**Document passage**
──────────────────────────────

# CC Position, Closed Caption



## sssSMOKING (Jan 22, 2020)

Can the closed caption be moved?
I would like it to be on the left bottom of my TV.
Right now it's mainly top left and covers up the golf info on the players.
Many thanks.
Richard Don


----------



## sssSMOKING (Jan 22, 2020)

sssSMOKING said:


> Can the closed caption be moved?
> I would like it to be on the left bottom of my TV.
> Right now it's mainly top left and covers up the golf info on the players.
> Many thanks.
> Richard Don


Anyone???
There must be a way.


----------



## DVR_Dave (Apr 19, 2017)

Pretty sure that is controlled by the video feed, not TiVo.


----------



## EWiser (Oct 2, 2008)

Not a TiVo thing it is done in the broadcast signal.

──────────────────────────────

Collected data:
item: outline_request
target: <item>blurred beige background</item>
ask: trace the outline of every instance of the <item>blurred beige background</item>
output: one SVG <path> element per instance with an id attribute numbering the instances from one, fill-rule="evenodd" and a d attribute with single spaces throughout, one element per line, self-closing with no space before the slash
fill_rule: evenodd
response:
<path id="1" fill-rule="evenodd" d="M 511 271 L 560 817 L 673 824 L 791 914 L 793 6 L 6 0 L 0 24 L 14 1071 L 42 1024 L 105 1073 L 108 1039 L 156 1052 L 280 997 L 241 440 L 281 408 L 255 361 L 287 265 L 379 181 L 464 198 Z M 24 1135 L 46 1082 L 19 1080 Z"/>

──────────────────────────────

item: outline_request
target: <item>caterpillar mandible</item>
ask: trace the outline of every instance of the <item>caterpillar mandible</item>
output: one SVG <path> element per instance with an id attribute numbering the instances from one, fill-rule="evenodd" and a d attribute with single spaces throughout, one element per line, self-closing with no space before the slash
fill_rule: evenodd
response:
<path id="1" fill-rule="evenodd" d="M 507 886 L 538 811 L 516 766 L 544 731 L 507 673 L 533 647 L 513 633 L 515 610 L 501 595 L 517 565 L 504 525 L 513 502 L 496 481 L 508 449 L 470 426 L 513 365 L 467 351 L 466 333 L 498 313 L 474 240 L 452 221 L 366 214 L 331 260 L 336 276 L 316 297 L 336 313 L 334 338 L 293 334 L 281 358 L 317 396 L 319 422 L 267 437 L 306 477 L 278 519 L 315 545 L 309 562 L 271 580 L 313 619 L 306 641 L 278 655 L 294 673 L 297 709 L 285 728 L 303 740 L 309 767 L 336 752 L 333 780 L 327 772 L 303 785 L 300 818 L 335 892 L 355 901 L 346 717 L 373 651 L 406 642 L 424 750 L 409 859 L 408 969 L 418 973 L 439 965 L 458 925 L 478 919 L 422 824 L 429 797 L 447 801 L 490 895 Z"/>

──────────────────────────────

**Given task 1**
Answer these questions about the closed caption thread:
(a) Where on the TV does the first poster want the closed caption to appear?
(b) What does the closed caption currently cover up?
(c) According to the last reply, where is the caption placement done?
**Given task 2**
In the closed caption thread, rewrite the passage from "## DVR_Dave (Apr" to "the broadcast signal.", replacing "TiVo" with "DVR".
**Given task 3**
Continue the forum thread about moving the closed caption from where it stops.

**Response 1**
(a) On the left bottom of the TV.
(b) The golf info on the players.
(c) In the broadcast signal.

**Response 2**
## DVR_Dave (Apr 19, 2017)

Pretty sure that is controlled by the video feed, not DVR.


----------



## EWiser (Oct 2, 2008)

Not a DVR thing it is done in the broadcast signal.

**Response 3**
On the AppleTV you can change the style of the close captions.


----------



## sssSMOKING (Jan 22, 2020)

EWiser said:


> Not a TiVo thing it is done in the broadcast signal.
> On the AppleTV you can change the style of the close captions.





EWiser said:


> Not a TiVo thing it is done in the broadcast signal.
> On the AppleTV you can change the style of the close captions.


Thanks guys, I appreciate you taking your time to answer me.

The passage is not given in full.